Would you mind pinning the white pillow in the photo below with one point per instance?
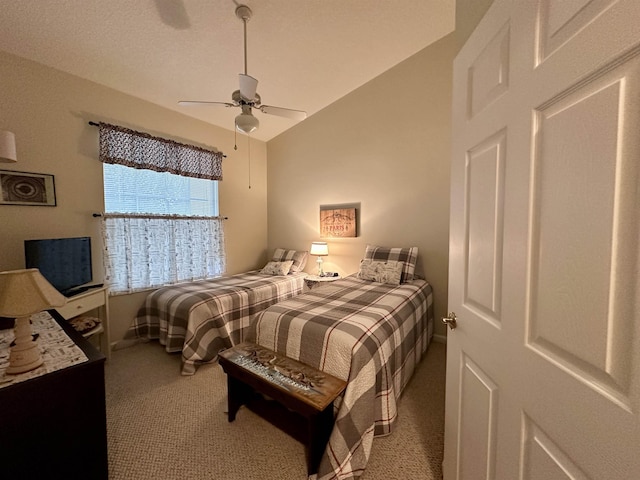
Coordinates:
(382, 272)
(277, 268)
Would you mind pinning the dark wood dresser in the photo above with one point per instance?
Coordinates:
(54, 426)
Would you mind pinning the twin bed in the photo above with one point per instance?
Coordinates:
(370, 329)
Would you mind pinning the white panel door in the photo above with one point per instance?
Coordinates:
(543, 367)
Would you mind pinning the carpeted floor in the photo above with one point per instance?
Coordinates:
(162, 425)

====================

Put the lines above into a numbered list, skipping any blank lines and leaving out the picture.

RESULT OF THE TASK ▸
1. Would you mind pinning the white pillow in the photo below with one point per instance?
2. Coordinates:
3. (382, 272)
4. (277, 268)
5. Would you mind pinning the dark wood dresser in the photo above with one point per instance?
6. Coordinates:
7. (54, 426)
8. Would you mind pinning the twin bed in the photo above with one point per instance?
9. Coordinates:
10. (370, 329)
11. Would you mind pinning the white panel door in the photo above with one point per instance?
12. Coordinates:
13. (543, 367)
14. Would you mind pinning the carpeted floor in the photo above with one point per instance?
15. Coordinates:
16. (162, 425)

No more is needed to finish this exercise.